• Selected text:
Also, the internet has divided opinions on Aamco. Anyone pro/con Aamco? -Jenn Murphy


#9

[b]All you need to do is locate a shop that has a boroscope, and ask that they look inside the bellhousing to see if the slave cylinder is leaking.

Tester[/b]


#10

The slave cylinder will cost big. This truck uses an hydraulic throwout bearing, and dropping the transmission is the only way to get to it. Count on replacing the clutch as well, since this is a great time to get to it. Count on several hundred.

But, the master cylinder is easy to get to. This truck uses a plastic (yes, sigh, plastic) master cylinder that is really easy to, but uses a nylon hose to connect it to the slave cylinder. I forgot how they fastened the master to the firewall, tho.

And, STAY AWAY FROM AAMCO. Most of these shops are iffy and can only be counted on to lighten your pocket.


#11

Wow, thanks for all the info.

So it sounds like what I need to do is find a shop with a “boroscope” that can conclusively identify one of the cylinders as the source of the leak.

If it turns out the be the master cylinder it MIGHT turn out to be an “inexpensive” fix, but if it turns out to be the slave cylinder, then I’m looking at a clutch replacement “as long as we’re already in there.”
This is because so much of the cost of replacing the clutch is the labor, right?
By the way, when we talk about “the” clutch, what clutch are we talking about?
According to

and

there is more than one clutch. Do they replace them all? What about all the other cog-looking things? It seems like they would wear out, too.

Well, thanks for the info. If anyone has anything else to add, I?m all ears.
JMurphy


#12

Is the master cylinder the plastic resevoir that I’m pouring brake fluid into? I might sound ignorant, but I’d rather sound ignorant here than at the shop with my wallet open.


#13

That is the resevoir. If you follow the line that comes off the bottom it will lead you to the master cylinder.


#14

Well, that definitely makes more sense. For the record, it doesn’t look at all easy to get to where that hose goes, either.
Is there any chance my troubles origniated from having “air in the lines” from the first incident? What would be the symptoms of failing to “bleed the line” if it were indicated?


#15

Having done these you are correct it is not in an easy spot. As far as the loss of fluid I happen to agree with Tester. Chances are the slave cylinder is leaking and it is slinging it all around in the bell-housing. The easy way to check this is to slide under the truck with a flashlight and a scredriver. On the drivers side of the tranny there is a square rubber plug in the bellhousing. This is were the clutch fork used to go in. Pop the rubber plug out with the screwdriver and look inside. If it is wet the slave cylinder is your problem.
~Michael (Dartman69)


#16

My money is on the slave cylinder.


#17

I watched the second mechanic actually do this when Lucky was up on the lift. He used a flashlight and a mirror-on-a-stick to look in there. He wouldn’t let me come under the truck to take a peek myself, (which is understandable) but it’s definitely been looked at. Several of the mechanics came to look, too, trying to be the hero who found the problem. (My being a blonde girl definitely got my truck some attention, but it didn’t get it fixed. At least they didn’t charge me.)
Thanks a ton, anyway! Jennmurphy


#18

Jennifer:
The only other thing I can think of is the line that connects the clutch master and the clutch slave. I had an instance on my dads Ranger where he was leaking hydraulic fluid from the clutch system. It turned out that the line was bad and it only leaked under pressure (when the clutch pedal was pushed down). The fluid dripped to the ground while driving but left no trace on the truck. Hope that helps.
~Michael


#19

Wow, Michael. That seems to fit all the details I’ve collected on my little problem.
So now I’ve got a few trees to go barking up. If I lived in Vegas I’d put a dollar on this one.
I’ll call some mechanics tomorrow.
Thanks!
Murph


#20

Kudos to everyone: the mechanic said it’s the slave cylinder. He’s gonna replace the master and the slave and check out the clutch at the same time and possibly replace that, too.
Thanks for all your help and ideas, Cartalkers.
And in the meantime, public transportation in LA is not so shabby.

• Information supplied:
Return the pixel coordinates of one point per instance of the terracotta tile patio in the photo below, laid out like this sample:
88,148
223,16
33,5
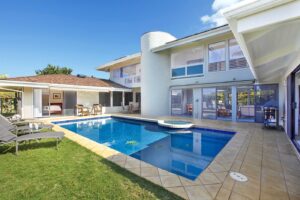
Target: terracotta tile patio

• Exercises:
1. Reproduce the clutch thread word for word between "But, the master" and "all the info.", inclusive.
2. In the clutch thread, what tools did the second mechanic use to look inside while the truck was up on the lift?
Answer from the clutch thread alone.

• Responses in order:
1.
But, the master cylinder is easy to get to. This truck uses a plastic (yes, sigh, plastic) master cylinder that is really easy to, but uses a nylon hose to connect it to the slave cylinder. I forgot how they fastened the master to the firewall, tho.

And, STAY AWAY FROM AAMCO. Most of these shops are iffy and can only be counted on to lighten your pocket.


#11

Wow, thanks for all the info.

2. A flashlight and a mirror-on-a-stick.